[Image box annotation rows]

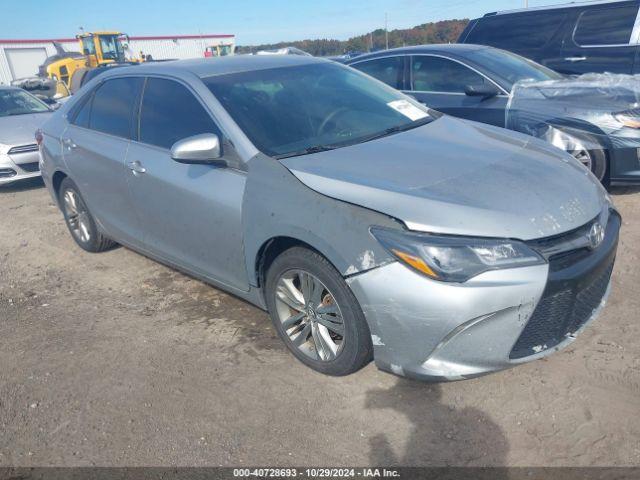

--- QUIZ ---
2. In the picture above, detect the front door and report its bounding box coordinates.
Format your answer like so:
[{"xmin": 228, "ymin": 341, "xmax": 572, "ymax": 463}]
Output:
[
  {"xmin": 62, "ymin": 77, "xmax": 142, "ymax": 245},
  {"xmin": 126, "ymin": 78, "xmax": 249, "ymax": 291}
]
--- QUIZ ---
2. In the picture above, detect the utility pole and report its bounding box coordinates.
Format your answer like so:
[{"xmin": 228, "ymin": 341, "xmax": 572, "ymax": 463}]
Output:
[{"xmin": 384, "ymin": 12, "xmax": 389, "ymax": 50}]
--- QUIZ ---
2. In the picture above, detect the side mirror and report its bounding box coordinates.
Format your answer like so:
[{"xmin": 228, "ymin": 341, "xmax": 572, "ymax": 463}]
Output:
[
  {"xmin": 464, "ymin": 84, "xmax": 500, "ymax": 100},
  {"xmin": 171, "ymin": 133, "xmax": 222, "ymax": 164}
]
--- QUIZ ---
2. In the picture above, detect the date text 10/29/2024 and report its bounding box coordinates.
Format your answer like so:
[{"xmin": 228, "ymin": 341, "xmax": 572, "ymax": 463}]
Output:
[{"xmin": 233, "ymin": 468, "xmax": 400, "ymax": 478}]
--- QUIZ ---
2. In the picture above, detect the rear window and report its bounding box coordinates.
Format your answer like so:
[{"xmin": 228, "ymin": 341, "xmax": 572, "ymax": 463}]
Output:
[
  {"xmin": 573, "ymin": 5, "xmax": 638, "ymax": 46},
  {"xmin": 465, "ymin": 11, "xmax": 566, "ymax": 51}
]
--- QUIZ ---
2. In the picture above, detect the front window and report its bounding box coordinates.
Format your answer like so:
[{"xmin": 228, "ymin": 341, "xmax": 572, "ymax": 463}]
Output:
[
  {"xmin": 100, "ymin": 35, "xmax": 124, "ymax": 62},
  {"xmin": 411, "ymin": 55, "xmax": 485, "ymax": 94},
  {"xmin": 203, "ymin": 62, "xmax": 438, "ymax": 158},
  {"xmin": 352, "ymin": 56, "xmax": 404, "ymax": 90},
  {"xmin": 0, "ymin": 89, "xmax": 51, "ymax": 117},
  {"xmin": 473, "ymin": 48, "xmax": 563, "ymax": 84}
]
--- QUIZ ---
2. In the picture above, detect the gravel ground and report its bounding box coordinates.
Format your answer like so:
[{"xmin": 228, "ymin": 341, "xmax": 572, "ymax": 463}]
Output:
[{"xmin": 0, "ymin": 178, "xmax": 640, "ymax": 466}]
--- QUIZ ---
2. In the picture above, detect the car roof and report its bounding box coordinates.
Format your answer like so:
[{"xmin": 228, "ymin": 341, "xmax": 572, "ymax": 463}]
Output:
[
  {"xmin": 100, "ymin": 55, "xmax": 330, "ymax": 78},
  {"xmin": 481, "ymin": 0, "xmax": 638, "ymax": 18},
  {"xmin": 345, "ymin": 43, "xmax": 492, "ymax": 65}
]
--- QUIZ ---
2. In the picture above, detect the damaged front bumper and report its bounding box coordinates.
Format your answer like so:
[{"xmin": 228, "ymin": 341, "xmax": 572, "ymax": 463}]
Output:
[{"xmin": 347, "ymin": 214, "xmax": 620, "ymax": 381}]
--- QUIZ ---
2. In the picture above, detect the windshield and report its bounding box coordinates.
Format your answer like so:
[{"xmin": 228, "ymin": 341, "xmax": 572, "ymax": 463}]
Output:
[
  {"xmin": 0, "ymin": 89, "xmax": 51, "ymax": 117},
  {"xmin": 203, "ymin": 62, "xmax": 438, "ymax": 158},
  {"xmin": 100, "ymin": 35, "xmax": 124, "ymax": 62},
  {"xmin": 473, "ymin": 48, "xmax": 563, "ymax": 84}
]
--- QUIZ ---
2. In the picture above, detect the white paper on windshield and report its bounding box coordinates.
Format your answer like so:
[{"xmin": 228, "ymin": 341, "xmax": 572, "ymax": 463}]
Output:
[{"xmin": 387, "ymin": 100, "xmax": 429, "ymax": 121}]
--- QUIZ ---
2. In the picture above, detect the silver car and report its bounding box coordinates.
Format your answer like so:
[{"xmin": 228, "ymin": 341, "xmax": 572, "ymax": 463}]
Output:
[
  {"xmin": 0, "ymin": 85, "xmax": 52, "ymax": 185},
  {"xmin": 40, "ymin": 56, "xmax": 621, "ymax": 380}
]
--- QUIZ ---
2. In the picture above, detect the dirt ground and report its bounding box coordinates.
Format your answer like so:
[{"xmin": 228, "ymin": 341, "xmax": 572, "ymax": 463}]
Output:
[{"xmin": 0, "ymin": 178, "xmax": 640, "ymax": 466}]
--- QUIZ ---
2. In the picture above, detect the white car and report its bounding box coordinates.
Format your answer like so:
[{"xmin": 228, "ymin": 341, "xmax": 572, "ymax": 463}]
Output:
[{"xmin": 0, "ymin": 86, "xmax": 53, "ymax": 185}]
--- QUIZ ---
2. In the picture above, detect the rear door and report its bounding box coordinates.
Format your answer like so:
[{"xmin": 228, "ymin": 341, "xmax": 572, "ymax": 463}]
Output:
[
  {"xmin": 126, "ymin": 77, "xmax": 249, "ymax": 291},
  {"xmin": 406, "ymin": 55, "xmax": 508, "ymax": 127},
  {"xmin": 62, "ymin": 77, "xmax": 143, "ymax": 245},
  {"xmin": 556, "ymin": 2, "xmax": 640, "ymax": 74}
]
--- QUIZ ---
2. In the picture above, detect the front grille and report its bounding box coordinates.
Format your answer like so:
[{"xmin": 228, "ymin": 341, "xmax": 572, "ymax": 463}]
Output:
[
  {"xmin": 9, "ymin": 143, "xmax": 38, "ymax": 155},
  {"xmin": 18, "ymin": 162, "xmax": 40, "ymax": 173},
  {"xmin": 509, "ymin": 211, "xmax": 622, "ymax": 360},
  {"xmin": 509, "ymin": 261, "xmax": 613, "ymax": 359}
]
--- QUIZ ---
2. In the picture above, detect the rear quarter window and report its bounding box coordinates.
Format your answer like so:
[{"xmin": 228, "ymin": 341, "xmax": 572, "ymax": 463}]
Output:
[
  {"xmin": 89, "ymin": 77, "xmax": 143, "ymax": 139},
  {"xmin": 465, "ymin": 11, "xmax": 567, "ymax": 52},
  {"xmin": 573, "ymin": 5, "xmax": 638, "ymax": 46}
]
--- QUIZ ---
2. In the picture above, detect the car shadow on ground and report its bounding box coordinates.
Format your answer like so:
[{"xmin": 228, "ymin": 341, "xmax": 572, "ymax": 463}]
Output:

### Task to carry out
Count the lines in the rows above that contain the word "door", and give only that number.

### The response
2